__SOURCE EXCERPT__:
..........

“Policies for the inclusion and participation of all citizens are guarantees of social cohesion, the vitality of civil society and peace.” Universal Declaration on Cultural Diversity – UNESCO

INTRODUCTION

It was during 2006, as President of a Regional Cáritas, that I noticed the increase of families’ impoverishment, who until then had stability within the society, and now were becoming the new poor – New Poverty.

When we look around, there is only sensitivity of the population for those who struggle to have the basic living conditions, which are: those who were already poor – “old poverty” as we always knew it; e.g. the homeless. But On the other hand it marginalizes the social extracts who have lived on the outskirts of poverty, and who are now reaching the thin red line of poverty due to governmental policies, and have become victims of social cataloguing – how can someone who dresses well, owns a house, a car and has a job be poor?

This New Poverty is one of the effects of globalization, positioned in the neoliberal pattern, with the deregulation of social security protection and employment precariousness. A phenomenon that assumes models and different characteristics, reaching, people, regardless of their past, who had never been in a poverty condition, and whose common mark is the decline on the income levels, with bulging ruin of the living standards. Serge Paugam points out that this process is not just about the developed countries’ families, but it also affects people who have never lived in difficult conditions, or inhabited slums, but who are in a withdrawal condition from social life, through identity crisis, health problems and in many cases family break – divorces are the most serious cases, generally leading to the homelessness of one of the individuals. Within this new social order, the portrait of poverty is not limited to beggars, homeless, slums etc. As pointed by the sociologist Robert Castel, the new poor are those with a deficit of integration.

FACTORS CONTRIBUTING TO THE NEW POVERTY

Several factors have pushed individuals to this new reality. The new poor are people with jobs but whose salary does not cover their household expenses.

Education

Haroldo Torres, economist and demographer, affirms that improved economy, including in terms of technology, consolidates the concept of “new poverty”. Low education increasingly difficults finding a job.

..........

__REQUIRED TASKS__:
1. List every person the essay on New Poverty mentions by name.
2. In the essay on New Poverty, in what year did the writer notice more families becoming poor?
3. Carry on the essay on New Poverty from its last sentence.

..........

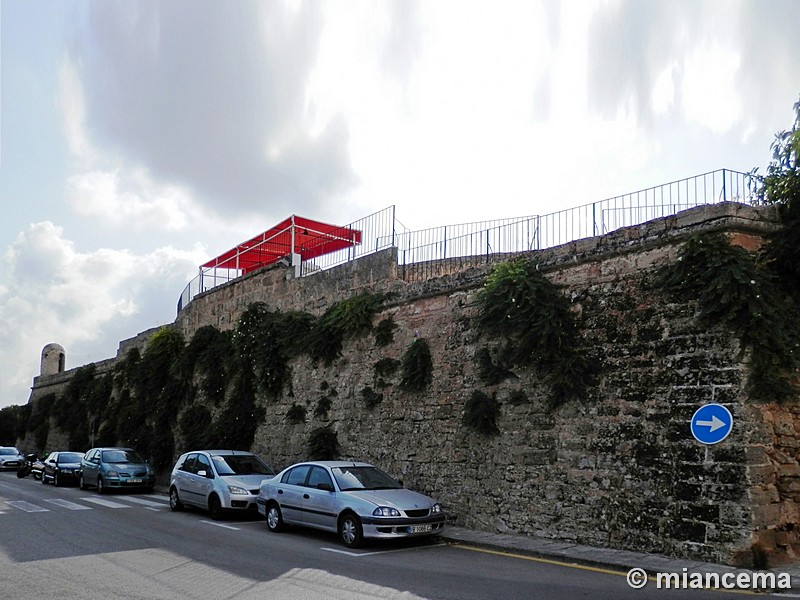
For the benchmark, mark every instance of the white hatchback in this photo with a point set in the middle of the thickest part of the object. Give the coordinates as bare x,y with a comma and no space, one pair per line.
218,481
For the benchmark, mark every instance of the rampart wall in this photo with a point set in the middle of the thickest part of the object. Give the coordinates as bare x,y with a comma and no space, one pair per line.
618,469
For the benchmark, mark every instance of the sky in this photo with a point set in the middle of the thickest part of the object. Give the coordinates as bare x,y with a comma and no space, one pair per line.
140,138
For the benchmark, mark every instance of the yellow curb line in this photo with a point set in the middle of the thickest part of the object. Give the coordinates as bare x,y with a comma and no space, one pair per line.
549,561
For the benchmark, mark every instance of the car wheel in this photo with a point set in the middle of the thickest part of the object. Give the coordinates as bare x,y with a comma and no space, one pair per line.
350,532
174,501
214,507
274,518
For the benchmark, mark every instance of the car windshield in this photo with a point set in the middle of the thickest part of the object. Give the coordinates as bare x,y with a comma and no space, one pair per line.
363,478
69,457
241,464
120,456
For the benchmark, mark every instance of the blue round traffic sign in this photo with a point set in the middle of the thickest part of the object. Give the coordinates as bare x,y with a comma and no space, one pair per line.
711,423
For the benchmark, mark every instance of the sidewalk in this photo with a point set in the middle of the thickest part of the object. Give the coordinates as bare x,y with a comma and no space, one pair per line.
606,558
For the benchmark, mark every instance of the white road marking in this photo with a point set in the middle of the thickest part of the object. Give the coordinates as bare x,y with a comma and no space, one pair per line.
26,506
158,497
360,554
67,504
106,503
220,525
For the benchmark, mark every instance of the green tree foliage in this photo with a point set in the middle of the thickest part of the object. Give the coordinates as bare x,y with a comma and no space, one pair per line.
781,186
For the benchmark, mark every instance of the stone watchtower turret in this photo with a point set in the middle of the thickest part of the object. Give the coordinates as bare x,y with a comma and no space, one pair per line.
52,359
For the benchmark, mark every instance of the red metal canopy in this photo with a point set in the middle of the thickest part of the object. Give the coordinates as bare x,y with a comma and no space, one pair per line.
294,235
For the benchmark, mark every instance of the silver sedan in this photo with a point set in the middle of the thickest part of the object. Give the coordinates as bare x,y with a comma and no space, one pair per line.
354,500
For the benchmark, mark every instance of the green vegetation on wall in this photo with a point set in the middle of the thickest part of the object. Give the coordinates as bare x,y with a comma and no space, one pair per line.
384,332
732,288
323,444
296,414
177,395
481,412
417,366
345,319
538,329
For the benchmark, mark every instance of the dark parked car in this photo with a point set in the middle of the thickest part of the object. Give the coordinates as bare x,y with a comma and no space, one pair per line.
218,481
106,468
37,466
10,458
354,500
62,467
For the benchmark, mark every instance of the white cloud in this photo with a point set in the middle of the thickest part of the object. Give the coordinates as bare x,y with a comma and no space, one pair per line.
129,198
87,302
710,93
73,108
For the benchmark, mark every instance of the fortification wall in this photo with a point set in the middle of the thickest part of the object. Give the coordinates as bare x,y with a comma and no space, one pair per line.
619,469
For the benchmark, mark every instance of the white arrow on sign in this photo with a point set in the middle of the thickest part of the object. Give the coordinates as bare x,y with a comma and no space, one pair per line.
714,423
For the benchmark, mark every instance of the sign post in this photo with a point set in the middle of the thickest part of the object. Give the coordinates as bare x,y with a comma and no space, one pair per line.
711,423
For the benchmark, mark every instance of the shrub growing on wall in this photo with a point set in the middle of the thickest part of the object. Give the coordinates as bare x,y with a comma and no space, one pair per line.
296,414
348,318
322,408
732,289
371,397
323,444
208,353
386,367
384,332
481,412
520,304
417,366
195,425
489,372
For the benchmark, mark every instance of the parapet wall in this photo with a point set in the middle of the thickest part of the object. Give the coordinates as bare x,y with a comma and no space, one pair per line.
619,469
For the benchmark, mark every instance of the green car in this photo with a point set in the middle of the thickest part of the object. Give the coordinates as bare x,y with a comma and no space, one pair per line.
107,468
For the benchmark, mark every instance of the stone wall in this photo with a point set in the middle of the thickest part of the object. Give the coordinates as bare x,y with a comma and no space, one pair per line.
619,469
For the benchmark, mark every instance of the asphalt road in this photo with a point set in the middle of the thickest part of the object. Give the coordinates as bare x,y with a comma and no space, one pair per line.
63,543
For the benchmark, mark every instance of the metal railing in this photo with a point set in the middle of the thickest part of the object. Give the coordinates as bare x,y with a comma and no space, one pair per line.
440,250
377,233
448,254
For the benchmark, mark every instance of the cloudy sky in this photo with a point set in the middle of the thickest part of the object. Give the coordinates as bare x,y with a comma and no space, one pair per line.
140,138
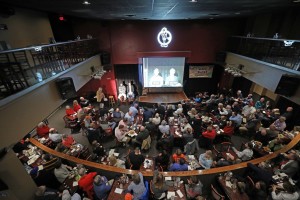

..........

__THE RESULTS__:
1. Serge Paugam, Robert Castel, Haroldo Torres

2. 2006

3.
He also claims that “With economy development, including technological advances, have increased the demand of employers.” and that Today, for a machine operator post or supermarket cashier, companies want required education,”

Social aid

These “New Poverty” members become dependent on social assistance to survive. The biggest problem is that these initiatives, whether by state social security or by charitable organizations/institutions, do not aim to develop the promotion of life for the people in need, they only provide emergency assistance so that the situation does not get worse. Many of these aid programs focus on helping the most vulnerable individuals in the family or group, including negotiating the help for children to return to school, or to keep elderly family in care places, an assistance which works as contracts of compliance by the parts involved.

These organizations/institutions do not apply global policies; their only power is to minimize situations of need. However, the training of their leaders and volunteers could bring understanding and knowhow on doing business, as well as tools for the promotion of life such as administer household expenses workshops, economic meals, etc., as well as counselling to deal with most of the problems they are facing.

The main poverty risk groups in Portugal are the large families and the elderly. The first, due to the number of younger members, and the later because of the subsequent decreasing of their pensions.

There are more and more families asking for help. This class of new poor are individuals who have an income, but it is not enough to face their expenses.. There is also the case of many new young employees who work using the electronic invoice, old green receipts, with low income, and who cannot afford to contribute to Social Security. They eventually find themselves in dramatic situations, and may end up asking for support from the social structures to survive.

State Social Protection

State Social protection is scarce within the European social model and social policies. States agree with the politicians but then fail to guarantee minimum levels of well-being for the population. However, the social aid only reduces poverty by 10%. Although politicians allegedly throw the responsibility of the high levels of poverty to the markets, it is their ineffective social policies that cause this poverty.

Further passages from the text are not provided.